▶ **EXERCISE**
From the top of the entries, reproduce each line exactly, stopping after the line that contains "One marker per instance, like [99,15].". Omit pictures.
##### DATA TO EXAMINE
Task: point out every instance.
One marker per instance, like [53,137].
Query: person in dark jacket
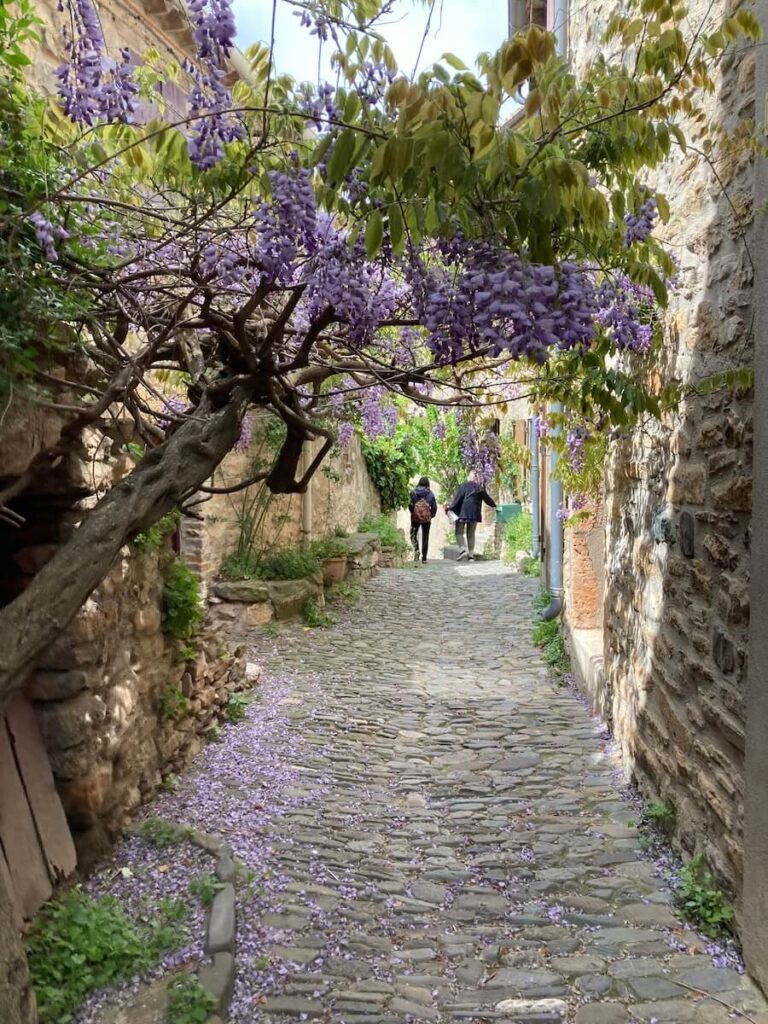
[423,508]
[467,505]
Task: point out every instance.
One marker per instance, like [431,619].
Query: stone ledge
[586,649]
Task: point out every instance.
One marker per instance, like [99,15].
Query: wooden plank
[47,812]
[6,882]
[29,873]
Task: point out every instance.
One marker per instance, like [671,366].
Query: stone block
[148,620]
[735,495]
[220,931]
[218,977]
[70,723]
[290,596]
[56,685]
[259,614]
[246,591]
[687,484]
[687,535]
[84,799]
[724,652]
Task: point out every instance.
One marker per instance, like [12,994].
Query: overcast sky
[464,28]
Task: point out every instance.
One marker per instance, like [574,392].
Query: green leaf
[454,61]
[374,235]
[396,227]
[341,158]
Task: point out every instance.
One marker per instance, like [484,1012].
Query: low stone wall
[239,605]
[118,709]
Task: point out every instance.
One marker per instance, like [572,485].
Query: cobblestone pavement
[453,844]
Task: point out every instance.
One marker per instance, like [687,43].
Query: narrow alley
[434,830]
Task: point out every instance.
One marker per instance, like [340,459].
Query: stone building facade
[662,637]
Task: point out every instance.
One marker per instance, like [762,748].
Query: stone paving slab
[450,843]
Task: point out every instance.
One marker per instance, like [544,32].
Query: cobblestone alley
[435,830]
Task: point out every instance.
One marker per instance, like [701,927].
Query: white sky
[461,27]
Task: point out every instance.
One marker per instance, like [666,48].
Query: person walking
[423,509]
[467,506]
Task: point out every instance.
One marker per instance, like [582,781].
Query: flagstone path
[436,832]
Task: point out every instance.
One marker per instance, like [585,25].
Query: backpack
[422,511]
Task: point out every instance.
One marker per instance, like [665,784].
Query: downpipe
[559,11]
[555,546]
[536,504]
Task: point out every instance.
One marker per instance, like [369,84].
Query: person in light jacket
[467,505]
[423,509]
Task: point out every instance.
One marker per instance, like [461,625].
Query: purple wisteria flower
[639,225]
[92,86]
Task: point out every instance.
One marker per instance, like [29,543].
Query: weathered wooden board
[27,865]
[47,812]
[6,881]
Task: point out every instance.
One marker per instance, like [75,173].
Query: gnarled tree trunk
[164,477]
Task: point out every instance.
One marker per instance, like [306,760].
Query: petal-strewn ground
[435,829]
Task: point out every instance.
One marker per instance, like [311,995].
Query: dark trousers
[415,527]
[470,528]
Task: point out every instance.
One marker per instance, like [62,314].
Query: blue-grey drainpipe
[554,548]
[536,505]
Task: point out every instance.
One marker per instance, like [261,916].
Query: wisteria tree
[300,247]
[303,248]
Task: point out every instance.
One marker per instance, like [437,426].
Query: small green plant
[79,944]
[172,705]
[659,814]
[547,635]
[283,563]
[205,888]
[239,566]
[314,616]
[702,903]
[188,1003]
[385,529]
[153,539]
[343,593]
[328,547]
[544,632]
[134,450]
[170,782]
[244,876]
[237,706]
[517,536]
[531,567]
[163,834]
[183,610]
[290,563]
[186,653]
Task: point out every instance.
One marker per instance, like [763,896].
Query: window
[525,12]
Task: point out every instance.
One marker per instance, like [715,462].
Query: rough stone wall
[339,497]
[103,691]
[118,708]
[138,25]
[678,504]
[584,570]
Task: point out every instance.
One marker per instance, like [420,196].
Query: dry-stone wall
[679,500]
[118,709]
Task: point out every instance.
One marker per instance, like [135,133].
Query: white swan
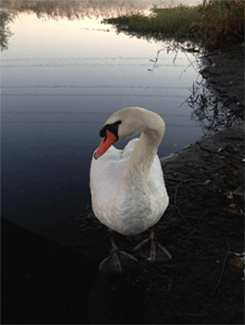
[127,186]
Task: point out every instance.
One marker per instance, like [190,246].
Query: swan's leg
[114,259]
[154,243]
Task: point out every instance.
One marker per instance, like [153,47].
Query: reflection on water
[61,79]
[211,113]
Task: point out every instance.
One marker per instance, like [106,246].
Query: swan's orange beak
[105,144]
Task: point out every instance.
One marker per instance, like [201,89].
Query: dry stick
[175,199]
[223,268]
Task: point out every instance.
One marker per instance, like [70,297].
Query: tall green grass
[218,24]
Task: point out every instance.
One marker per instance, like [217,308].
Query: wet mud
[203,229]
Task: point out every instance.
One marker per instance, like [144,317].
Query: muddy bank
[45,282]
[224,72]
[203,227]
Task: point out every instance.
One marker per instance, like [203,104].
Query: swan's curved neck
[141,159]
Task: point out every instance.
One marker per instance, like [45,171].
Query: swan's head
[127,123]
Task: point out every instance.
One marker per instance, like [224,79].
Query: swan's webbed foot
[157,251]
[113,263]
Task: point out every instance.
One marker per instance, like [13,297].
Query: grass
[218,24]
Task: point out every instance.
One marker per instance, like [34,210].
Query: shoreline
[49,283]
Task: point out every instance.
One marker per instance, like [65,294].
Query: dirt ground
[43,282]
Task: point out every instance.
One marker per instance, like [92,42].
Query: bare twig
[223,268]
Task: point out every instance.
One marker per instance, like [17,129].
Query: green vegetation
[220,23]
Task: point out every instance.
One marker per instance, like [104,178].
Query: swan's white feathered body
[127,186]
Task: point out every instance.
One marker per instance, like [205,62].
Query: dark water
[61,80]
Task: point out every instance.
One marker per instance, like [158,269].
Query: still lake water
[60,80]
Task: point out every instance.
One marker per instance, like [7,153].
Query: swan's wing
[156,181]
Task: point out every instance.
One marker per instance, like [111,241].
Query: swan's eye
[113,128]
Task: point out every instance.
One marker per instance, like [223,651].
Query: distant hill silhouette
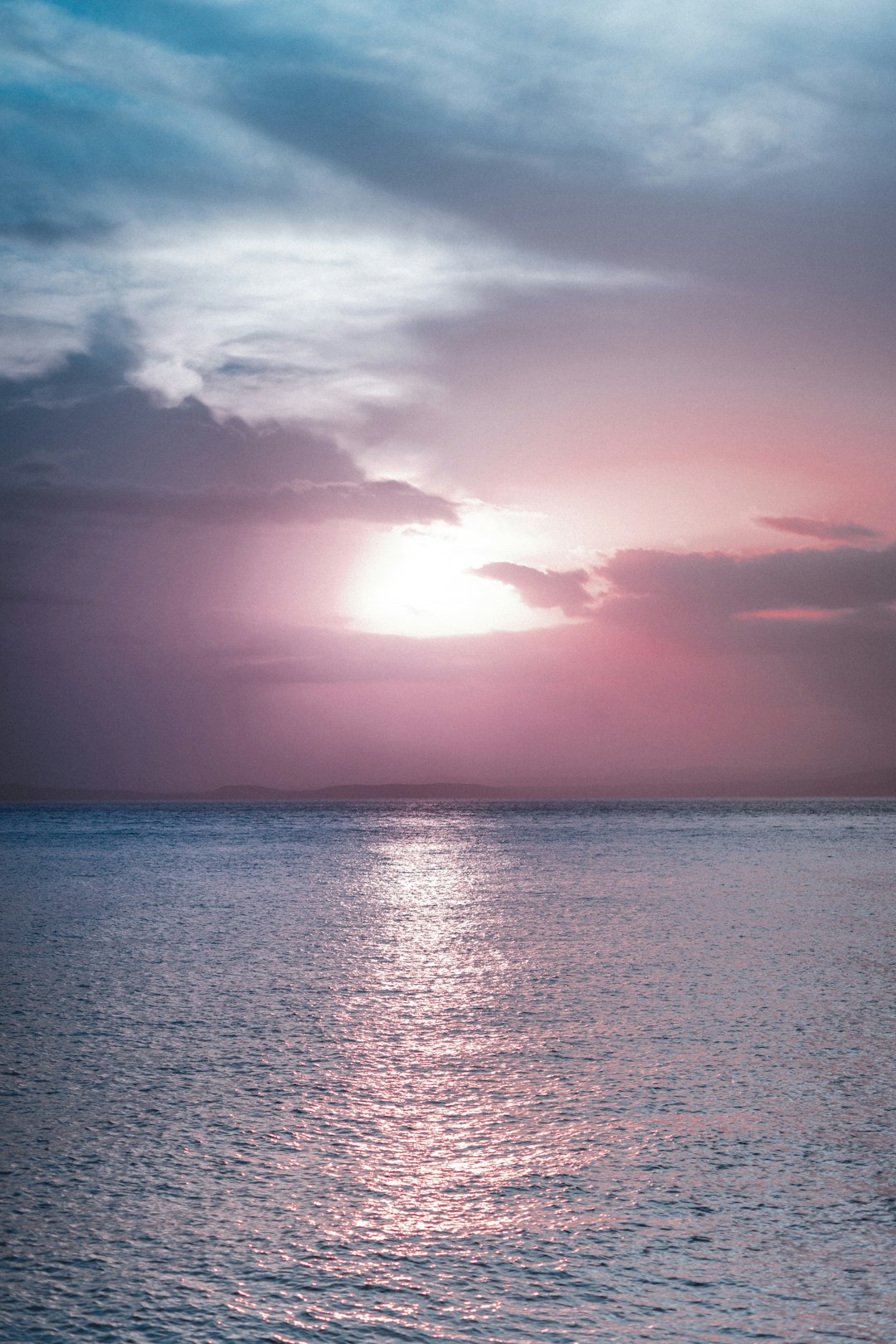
##########
▶ **WRITTEN SOLUTION**
Task: point out every instance.
One marker per instance, like [53,137].
Query: person in dark jacket
[423,508]
[467,505]
Task: point out every instance.
One marker per instance, like [431,619].
Query: stone ledge
[586,649]
Task: point out every instance.
One marker per instance, like [99,15].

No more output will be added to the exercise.